# GIVEN PASSAGE:
* * * * * * *
Summary
- There was a 152% increase in wildfires in old-growth Amazon forest areas in 2023 due to prolonged drought, despite an overall decrease in deforestation.
- The fires have detrimental impacts on carbon storage, greenhouse gas emissions, public health, and forest resilience.
Although the rate of deforestation in the Brazilian Amazon fell in 2023, the region is faced with another challenge in the shape of fire affecting the native vegetation that has so far been spared destruction. An article published in the journal Global Change Biology warns that wildfires in old-growth forests rose 152% last year compared with 2022, despite a drop of 16% in the total number of fires throughout the Amazon and a 22% drop in deforestation.
In an analysis of satellite images, the authors detected a rise in forest wildfires from 13,477 in 2022 to 34,012 in 2023. The main cause was drought. The region has been experiencing longer and more frequent dry periods. There were prolonged droughts in 2010 and 2015-16, which left the forest more prone to fire and led to fragmentation of the plant cover. Another severe drought began last year and is still in progress, making the situation still worse.
* * * * * * *
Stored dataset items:
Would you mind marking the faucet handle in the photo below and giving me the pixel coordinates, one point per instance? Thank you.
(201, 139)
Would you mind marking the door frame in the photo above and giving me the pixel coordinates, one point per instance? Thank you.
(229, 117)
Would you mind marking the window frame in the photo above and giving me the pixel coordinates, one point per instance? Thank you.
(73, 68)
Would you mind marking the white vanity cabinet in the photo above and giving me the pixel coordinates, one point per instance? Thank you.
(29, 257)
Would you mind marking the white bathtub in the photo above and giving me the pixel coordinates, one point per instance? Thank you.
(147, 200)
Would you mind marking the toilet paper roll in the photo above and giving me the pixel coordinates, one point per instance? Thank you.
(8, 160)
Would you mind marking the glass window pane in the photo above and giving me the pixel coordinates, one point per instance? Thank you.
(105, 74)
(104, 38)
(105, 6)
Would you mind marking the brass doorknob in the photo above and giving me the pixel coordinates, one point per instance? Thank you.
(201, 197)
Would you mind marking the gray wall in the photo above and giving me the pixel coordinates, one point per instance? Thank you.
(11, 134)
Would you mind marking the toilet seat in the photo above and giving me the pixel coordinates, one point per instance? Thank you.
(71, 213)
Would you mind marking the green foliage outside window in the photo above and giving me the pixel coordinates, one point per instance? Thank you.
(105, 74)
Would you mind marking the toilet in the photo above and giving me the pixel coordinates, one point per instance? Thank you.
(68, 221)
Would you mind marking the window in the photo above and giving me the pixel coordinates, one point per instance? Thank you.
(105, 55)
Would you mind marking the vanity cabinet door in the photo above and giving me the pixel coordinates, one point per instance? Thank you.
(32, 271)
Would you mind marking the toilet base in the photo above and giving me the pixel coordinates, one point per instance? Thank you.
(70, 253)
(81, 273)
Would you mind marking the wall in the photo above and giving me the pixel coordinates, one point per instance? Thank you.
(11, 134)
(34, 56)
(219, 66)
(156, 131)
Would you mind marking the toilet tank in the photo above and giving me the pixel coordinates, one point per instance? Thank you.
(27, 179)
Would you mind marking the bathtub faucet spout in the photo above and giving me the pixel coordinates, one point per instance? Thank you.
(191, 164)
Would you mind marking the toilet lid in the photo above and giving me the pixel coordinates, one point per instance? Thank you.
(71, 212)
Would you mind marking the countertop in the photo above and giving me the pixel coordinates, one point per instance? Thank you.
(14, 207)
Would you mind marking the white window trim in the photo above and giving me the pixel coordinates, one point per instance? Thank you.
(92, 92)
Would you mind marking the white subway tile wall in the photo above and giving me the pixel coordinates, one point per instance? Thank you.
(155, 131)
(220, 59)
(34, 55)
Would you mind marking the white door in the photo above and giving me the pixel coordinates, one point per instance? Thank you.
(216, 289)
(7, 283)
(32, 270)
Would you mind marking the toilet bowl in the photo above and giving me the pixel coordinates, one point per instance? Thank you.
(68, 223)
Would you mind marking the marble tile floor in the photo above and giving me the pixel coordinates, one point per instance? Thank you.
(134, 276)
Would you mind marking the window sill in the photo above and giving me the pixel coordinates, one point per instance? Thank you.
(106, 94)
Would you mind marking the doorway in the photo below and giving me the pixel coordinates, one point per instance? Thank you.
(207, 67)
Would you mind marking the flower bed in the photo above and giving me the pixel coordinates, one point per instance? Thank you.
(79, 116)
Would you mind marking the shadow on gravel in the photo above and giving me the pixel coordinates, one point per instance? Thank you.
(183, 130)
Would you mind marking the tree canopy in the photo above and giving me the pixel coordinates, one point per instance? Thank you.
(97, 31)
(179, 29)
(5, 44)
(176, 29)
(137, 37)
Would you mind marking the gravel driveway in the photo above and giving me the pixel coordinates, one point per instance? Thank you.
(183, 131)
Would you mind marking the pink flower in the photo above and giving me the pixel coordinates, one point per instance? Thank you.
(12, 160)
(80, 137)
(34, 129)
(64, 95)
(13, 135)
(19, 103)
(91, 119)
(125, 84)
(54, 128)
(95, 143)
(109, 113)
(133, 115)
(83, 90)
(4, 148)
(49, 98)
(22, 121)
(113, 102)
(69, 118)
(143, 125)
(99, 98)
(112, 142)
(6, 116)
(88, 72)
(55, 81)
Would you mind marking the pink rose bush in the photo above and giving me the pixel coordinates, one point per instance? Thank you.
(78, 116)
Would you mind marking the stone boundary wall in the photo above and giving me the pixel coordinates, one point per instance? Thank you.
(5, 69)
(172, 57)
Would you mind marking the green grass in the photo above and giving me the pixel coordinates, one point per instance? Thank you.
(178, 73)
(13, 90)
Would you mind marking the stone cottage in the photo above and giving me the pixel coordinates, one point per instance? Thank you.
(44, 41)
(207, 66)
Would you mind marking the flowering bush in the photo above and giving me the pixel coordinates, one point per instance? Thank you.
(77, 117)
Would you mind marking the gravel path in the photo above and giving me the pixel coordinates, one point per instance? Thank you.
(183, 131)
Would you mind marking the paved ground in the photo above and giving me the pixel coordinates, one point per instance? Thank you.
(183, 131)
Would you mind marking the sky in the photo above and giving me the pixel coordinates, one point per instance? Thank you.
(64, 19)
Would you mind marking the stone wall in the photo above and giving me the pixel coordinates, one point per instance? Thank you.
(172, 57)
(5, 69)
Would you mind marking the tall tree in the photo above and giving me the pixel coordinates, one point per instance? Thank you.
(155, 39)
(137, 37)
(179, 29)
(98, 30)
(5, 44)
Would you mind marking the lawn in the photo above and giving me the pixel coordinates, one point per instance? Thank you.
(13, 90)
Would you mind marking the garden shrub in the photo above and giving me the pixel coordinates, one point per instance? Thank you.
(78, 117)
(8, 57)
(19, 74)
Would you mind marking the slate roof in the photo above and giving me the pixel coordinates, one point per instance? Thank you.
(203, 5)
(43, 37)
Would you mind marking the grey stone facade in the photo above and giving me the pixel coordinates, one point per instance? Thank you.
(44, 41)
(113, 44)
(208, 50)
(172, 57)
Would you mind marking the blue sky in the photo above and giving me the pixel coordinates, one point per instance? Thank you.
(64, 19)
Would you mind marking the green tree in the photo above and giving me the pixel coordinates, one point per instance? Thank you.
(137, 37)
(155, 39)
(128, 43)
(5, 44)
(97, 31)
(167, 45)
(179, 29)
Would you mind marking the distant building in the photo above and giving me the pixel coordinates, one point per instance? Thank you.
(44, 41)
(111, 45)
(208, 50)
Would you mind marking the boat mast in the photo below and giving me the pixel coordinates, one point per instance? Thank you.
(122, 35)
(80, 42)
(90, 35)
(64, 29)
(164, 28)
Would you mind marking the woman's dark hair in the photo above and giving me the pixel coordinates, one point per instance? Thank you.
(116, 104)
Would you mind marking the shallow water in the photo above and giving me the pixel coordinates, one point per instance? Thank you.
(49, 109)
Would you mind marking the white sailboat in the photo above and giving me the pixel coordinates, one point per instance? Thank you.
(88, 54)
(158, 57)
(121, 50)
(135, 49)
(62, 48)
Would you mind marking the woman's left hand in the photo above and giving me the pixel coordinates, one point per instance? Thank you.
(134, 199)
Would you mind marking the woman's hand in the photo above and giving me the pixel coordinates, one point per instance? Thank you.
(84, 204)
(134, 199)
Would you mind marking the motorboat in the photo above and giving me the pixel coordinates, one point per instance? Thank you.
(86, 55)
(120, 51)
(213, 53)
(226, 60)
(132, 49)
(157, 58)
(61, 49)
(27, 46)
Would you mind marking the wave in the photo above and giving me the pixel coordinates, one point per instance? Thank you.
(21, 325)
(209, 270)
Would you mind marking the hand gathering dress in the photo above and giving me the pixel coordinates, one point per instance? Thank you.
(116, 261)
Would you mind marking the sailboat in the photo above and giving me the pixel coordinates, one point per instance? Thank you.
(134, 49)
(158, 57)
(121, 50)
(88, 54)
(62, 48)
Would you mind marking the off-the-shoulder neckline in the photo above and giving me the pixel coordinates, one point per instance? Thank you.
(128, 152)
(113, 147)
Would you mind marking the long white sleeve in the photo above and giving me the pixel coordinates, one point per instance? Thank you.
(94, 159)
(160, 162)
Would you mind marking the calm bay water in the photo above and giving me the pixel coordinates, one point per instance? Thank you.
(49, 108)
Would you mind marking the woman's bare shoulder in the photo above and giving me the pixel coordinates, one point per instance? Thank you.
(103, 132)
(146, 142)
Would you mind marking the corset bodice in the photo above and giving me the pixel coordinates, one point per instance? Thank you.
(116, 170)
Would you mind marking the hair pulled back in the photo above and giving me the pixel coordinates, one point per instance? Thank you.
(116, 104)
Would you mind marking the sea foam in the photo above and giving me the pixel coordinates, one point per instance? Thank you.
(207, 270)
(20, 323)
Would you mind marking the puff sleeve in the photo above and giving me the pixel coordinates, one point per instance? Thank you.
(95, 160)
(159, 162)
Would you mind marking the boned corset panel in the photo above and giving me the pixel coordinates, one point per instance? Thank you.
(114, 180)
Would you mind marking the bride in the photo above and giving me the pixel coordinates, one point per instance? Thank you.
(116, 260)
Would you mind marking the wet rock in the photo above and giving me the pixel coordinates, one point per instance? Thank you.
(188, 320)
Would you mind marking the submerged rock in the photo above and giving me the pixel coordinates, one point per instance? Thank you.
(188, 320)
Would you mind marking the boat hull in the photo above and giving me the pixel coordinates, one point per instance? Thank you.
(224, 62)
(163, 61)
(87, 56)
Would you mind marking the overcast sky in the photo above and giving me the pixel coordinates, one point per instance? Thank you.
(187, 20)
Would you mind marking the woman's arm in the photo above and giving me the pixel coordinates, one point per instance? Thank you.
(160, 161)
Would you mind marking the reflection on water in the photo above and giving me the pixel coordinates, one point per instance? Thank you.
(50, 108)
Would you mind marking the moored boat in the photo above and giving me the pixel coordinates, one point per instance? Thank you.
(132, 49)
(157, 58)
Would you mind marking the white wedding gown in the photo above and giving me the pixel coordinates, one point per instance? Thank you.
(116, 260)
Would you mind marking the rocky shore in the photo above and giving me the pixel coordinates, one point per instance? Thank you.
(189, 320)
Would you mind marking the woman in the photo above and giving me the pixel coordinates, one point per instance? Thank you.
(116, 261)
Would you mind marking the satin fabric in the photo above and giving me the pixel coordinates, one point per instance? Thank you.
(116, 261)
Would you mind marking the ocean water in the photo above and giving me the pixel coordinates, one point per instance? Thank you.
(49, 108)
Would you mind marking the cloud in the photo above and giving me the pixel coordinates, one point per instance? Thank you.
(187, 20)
* * * * * * *
# TASK:
Can you extend the article on Amazon forest wildfires, picking up right after its last sentence? None of the records are needed here.

# EXERCISE RESULT:
“It’s important to understand the geographic pattern of these fires. Each of the areas concerned requires a different response. Our analysis pointed to more fires in old-growth forest areas than in previous years, which is alarming not just because of the loss of vegetation, which is invariably followed by deforestation, but also because the carbon stored by the forest becomes carbon emissions when it burns,” said Guilherme Augusto Verola Mataveli, corresponding author of the article and a remote sensing specialist with INPE’s Earth Observation and Geoinformatics Division.